_What is expected_. Extend the "With You" app overview with new text that follows on from its final sentence.

_Provided passage_.
==============================
Why We Built It
To move beyond simple "chatting with AI" and create an experience of actually "spending time" together, we designed a general-purpose dialogue foundation balancing responsiveness, extensibility, and personality expression.
We combine speech recognition, LLMs, 3DCG, and speech synthesis to deliver conversations that feel like the character is right in front of you.
"With You" is a desktop app that lets you chat with AI characters at a natural pace. It puts immersion first so you feel the character is right there with you, tightly integrating language processing, 3D models, speech synthesis, and UI.
In the latest release the app can instantly generate a character's personality, appearance, and voice based on user requests, evolving from a single-character setup into a platform that can spawn countless personas.
To move beyond simple "chatting with AI" and create an experience of actually "spending time" together, we designed a general-purpose dialogue foundation balancing responsiveness, extensibility, and personality expression.
Experiences and technologies provided in the latest version of "With You."
Always-listening mode lets users interrupt even while the AI is talking, enabling casual back-and-forth and interjections at a natural tempo.
Built on OpenAI's Chat Completions API. Output strictly follows a JSON schema so conversation data and configurations remain structured.
Uses the local VOICEVOX HTTP API for streaming synthesis, minimizing latency before speech begins for a high-quality audio experience.
Natural-language prompts are converted into JSON covering tone, settings, appearance, and voice, then launched as a persona right away.
Hair color, eye color, and VRM models can be adjusted at runtime through material operations, with automatic color harmony adjustments.
Generation results are saved with PlayerPrefs so you can pick up conversations with the same personality after restarting.
==============================
_Given information_.
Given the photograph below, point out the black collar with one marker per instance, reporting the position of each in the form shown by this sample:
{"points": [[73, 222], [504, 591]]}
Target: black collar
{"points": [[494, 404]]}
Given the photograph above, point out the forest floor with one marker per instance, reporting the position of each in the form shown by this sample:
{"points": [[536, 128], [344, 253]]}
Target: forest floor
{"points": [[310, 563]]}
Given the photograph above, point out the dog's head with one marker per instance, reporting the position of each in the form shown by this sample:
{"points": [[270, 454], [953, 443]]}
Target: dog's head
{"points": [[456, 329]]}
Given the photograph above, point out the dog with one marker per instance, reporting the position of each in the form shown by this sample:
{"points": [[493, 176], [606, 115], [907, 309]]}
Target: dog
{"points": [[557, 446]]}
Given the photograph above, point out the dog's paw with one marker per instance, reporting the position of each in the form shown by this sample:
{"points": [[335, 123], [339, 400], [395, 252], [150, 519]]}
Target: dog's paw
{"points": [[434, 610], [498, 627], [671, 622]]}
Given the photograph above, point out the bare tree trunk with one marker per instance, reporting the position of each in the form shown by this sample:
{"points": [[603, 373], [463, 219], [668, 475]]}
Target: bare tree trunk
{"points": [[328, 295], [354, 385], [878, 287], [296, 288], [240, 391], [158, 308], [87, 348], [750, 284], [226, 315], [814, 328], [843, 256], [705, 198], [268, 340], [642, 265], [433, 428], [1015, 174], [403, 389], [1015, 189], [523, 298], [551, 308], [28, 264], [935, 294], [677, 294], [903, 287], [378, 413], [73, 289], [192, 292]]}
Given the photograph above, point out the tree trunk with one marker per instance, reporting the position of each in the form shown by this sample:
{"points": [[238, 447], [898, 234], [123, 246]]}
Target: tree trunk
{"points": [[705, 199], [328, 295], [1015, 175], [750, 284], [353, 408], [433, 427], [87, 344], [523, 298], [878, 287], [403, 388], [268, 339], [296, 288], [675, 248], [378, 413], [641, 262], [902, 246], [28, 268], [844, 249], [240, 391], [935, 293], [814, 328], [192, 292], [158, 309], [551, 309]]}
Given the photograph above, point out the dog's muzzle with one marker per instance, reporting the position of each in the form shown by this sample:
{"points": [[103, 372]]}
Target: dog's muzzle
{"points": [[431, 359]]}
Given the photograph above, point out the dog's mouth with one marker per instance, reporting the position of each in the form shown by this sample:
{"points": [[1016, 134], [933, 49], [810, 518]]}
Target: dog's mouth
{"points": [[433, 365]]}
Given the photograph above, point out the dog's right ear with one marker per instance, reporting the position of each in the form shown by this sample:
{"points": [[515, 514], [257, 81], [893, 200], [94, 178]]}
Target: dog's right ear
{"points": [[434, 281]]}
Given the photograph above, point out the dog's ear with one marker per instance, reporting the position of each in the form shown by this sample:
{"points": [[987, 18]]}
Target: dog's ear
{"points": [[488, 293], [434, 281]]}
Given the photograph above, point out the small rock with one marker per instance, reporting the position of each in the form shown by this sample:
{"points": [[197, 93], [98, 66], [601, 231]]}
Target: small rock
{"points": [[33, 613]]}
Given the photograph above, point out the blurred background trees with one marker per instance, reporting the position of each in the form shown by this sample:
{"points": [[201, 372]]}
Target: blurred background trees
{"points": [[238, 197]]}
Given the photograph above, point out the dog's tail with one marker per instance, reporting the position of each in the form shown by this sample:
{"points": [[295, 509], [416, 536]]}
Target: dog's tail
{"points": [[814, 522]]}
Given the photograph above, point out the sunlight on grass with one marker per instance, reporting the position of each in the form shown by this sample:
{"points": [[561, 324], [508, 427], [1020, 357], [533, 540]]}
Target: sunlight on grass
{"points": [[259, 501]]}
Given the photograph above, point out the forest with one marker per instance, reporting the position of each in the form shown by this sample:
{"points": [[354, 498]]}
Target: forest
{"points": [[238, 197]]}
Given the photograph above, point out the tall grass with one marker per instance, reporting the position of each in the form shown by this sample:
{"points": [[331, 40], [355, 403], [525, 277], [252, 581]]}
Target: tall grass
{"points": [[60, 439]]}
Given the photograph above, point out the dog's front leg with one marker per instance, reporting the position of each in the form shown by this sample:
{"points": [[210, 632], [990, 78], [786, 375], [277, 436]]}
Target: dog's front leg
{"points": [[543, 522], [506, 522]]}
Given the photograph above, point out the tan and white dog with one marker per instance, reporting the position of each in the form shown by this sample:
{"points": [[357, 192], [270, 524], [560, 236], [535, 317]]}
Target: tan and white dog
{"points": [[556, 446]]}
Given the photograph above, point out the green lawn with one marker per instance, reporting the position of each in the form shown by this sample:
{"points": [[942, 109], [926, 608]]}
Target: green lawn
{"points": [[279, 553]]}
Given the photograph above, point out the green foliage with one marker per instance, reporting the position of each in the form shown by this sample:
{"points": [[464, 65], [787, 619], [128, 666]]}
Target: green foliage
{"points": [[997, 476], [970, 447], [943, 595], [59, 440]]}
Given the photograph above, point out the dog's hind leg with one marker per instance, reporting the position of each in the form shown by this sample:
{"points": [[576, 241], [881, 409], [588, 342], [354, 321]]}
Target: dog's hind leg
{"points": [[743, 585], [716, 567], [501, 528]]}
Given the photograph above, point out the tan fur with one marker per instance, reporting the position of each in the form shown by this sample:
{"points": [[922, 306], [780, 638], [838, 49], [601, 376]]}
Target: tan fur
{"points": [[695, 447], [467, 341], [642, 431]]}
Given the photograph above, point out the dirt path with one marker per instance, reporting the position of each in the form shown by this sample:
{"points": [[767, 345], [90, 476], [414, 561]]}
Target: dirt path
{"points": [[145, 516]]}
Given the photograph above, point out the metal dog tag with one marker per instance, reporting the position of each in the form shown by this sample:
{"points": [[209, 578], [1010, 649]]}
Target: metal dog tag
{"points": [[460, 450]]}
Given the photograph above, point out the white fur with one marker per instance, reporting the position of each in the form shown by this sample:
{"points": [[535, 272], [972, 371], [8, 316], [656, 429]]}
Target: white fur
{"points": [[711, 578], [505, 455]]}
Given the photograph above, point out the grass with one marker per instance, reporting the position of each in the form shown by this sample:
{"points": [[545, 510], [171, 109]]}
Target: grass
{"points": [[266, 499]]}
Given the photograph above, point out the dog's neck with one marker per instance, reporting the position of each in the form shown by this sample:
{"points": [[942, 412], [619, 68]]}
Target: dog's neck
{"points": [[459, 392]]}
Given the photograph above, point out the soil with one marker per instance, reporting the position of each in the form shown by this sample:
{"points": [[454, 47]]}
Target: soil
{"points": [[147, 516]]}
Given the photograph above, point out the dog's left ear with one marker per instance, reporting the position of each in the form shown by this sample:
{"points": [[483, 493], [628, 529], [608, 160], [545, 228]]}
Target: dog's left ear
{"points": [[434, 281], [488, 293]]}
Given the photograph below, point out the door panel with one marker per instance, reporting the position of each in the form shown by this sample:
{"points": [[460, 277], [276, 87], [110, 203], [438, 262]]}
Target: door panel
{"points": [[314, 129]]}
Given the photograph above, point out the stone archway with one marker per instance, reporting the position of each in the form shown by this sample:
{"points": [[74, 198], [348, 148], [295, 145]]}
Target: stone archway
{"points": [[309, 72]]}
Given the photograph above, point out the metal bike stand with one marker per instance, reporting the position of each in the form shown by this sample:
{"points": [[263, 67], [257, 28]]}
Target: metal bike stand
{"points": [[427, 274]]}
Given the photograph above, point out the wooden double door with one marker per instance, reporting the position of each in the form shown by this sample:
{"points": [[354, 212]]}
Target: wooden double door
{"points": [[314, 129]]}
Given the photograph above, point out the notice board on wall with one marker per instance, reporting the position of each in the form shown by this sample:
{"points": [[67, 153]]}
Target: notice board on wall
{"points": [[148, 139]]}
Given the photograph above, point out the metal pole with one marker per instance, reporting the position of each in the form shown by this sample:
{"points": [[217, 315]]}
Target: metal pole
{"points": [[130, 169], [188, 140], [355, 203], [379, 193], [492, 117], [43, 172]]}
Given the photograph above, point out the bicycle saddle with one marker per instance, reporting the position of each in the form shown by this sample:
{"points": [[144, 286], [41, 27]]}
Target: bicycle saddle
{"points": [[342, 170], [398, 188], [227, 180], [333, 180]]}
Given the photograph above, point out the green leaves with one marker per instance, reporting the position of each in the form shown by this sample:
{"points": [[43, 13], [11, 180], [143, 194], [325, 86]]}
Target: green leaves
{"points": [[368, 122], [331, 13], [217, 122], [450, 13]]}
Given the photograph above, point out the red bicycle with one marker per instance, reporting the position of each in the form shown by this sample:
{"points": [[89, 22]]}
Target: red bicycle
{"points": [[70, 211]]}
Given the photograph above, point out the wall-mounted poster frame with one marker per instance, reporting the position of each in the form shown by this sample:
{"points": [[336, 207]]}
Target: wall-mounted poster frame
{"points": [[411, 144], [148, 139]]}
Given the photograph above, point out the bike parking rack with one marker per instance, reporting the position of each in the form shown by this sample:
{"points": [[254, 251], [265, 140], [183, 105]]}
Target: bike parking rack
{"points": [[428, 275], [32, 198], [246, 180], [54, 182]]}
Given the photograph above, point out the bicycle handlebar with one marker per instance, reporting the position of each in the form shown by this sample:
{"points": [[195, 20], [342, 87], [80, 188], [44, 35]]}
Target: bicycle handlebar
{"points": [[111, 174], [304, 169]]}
==============================
_Expected answer_.
Five core domains work closely together with Unity at the center.
Loads multiple VRM models at runtime, synchronizing blinking, mouth shapes, facial expressions, and body motions. Lip sync is driven by audio gain analysis.
Builds on Windows' DictationRecognizer to offer offline-ready, always-listening mode without requiring external APIs.
Receives LLM output in JSON and strictly manages conversation policy and context. Models are chosen according to usage scenarios.
Sequential synthesis via the VOICEVOX local API leverages GPU processing to speed up response start times and keep the flow natural.
Persists settings and history in PlayerPrefs so generated characters can be recalled and conversations resumed anytime.
Natural-language requests from the user are transformed into JSON that packages personality, appearance, and voice, then applied instantly. Schema validation filters out anomalies to keep generation stable.
Example: “Make her a kind, smart childhood-friend type.” Free-form instructions are welcome.
Outputs structured personality settings that follow a response_format=json_schema definition.
Loads the model, adjusts materials, and assigns the VOICEVOX speaker automatically so conversations can start immediately.
Saves the generated settings so the same personality and memories return when the app restarts.
Breaks free from rigid turn-taking with an always-listening architecture that lets users interrupt mid-sentence. Reactions can be inserted at a pace similar to talking with another person.
Analyzes response characteristics per model and accelerates replies with streaming synthesis and GPU generation, keeping conversations lively.
We're planning a "personal AI cloud" where generated character settings live online so you can talk to the same persona from phones or browsers.
The goal is a continuous personality experience where the AI feels alive even when the app is closed.
We imagine commercial and public spaces where tailored characters provide multilingual guidance as an interactive alternative to static signage.
By adapting to the situation, these characters can deliver the right information with a conversation rather than a static display.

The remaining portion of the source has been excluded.